A Column Reference comprises a dollar sign ($)
, i.e. the [[UTF-8]] character code 0x24
,
followed by a Column Identifier or Quoted Column Identifier.
The following are new expressions in CSV Schema Language 1.1
The final two string providers are recursive, themselves taking one or more String Providers as arguments,
and returning a new String Provider.
The Concatenation Expression takes two or more String Providers,
returning a new string that is the concatenation of all those supplied. You MUST provide at least two parameters.
The No Extension Argument Provider removes anything that appears to be a Windows
file extension from the end of a supplied String Provider, and returns a new string.
A string that does not contain a full stop (.)
, i.e. the [[UTF-8]] character codes 0x2D
will be returned unchanged.
[71] | StringProvider | ::= | ColumnRef | StringLiteral | ConcatExpr | NoExtExpr |
[72] | ConcatExpr | ::= | "concat(" StringProvider ("," StringProvider)+ ")" |
[73] | NoExtExpr | ::= | "noExt(" StringProvider ")" |
a_column: is("no file") another_column: any("file:///","https://") third_column: any("C:","example.com") fourth_column: ends(".html") fifth_column: is($a_column) or is(concat($another_column,$third_column,"/",noExt($fourth_column),".pdf") /*in this rather artificial example, fifth_column must be either "no file" (the value of a_column) or a PDF file with the same basic name as the HTML file named in fourth_column, located at either file:///C:/ or https://example.com/ (in fact as written you could have file:///example.com/ or https://C:/ as well)*/
Parenthesized Expressions are used to vary the standard left-to-right evaluation order of evaluation of Combinatorial Expressions. Parenthesized Expressions can be nested, the deepest level will be evaluated first, working outwards. Equally nested Parenthesized Expressions revert to the standard left-to-right evaluation order.
[74] | ParenthesizedExpr | ::= | "(" ColumnValidationExpr+ ")" |
A Conditional Expression is used to apply different Column Validation Expressions to a column on the basis of the result of the evaluation of some other Non Conditional Expression. This is particularly useful when the data expected in one column depends on the value of another column. In the original CSV Schema Language 1.0 there was only one form of Conditional Expression, the If Expression. CSV Schema Language 1.1 introduces the Switch Expression which allows a more compact and readable form for what would otherwise be written as nested If Expressions.
[75] | ConditionalExpr | ::= | IfExpr | SwitchExpr |
The If Expression is the original form of Conditional Expression introduced in CSV Schema Language 1.0.
It takes three input parameters: the first two of these MUST be used, first a Combinatorial Expression or Non Conditional Expression;
when that evaluates to true
, the second parameter, one or more Column Validation Expressions, are applied; the third parameter is OPTIONAL,
these are the else Column Validation Expressions used when the first parameter evaluates to false
.

• **Material supplied**:
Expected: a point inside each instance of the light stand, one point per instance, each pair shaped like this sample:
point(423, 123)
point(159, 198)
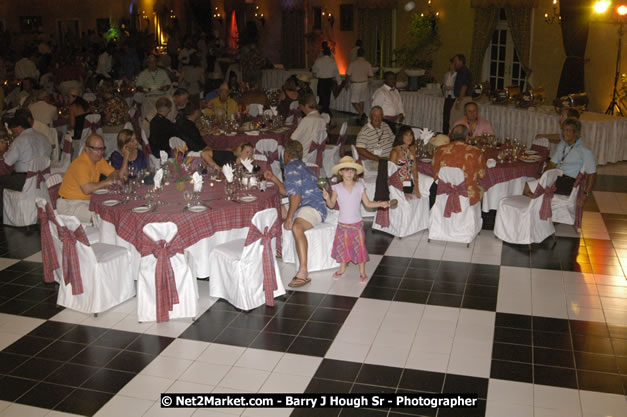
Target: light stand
point(614, 103)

• **Brief A**: According to grammar rule [71] in the CSV Schema Language text, what alternatives can a StringProvider be? List them all.
• **Brief B**: In the CSV Schema Language text, what is the minimum number of parameters a Concatenation Expression must be given?
• **Brief C**: Write the next part of the CSV Schema Language text, picking up after its last sentence.
The entries play no part in what you are asked to do.

• **Result A**: ColumnRef, StringLiteral, ConcatExpr, NoExtExpr

• **Result B**: At least two.

• **Result C**:
[76] | IfExpr | ::= | "if(" (CombinatorialExpr | NonConditionalExpr) "," ColumnValidationExpr+ ("," ColumnValidationExpr+)? ")" |
a_column: any("true","false") another_column: any("yes","no") third_column: if($a_column\is("true"),is("some string"),is("some other string")) /*here we look to the value of a_column, if it is "true", third_column must be "some string" otherwise third_column must be "some other string"*/ fourth_column: if(($a_column\is("true") and $another_column\is("yes")),is("some string"),is("some other string")) //in fourth_column we use a more complicated combinatorial expression as the initial test, if both a_column is "true" and another_column is "yes", //then fourth_column is "some string", otherwise fourth_column is "some other string". All column expressions could be used for the test etc, only is is used for simpilcity
This is a new expression in CSV Schema Language 1.1
The Switch Expression generalises the If Expression. It comprises at least one Switch Case Expression followed by a final OPTIONAL parameter,
one or more Column Validation Expressions, (this is the else expression) applied when all previous test expressions have evaluated to false
.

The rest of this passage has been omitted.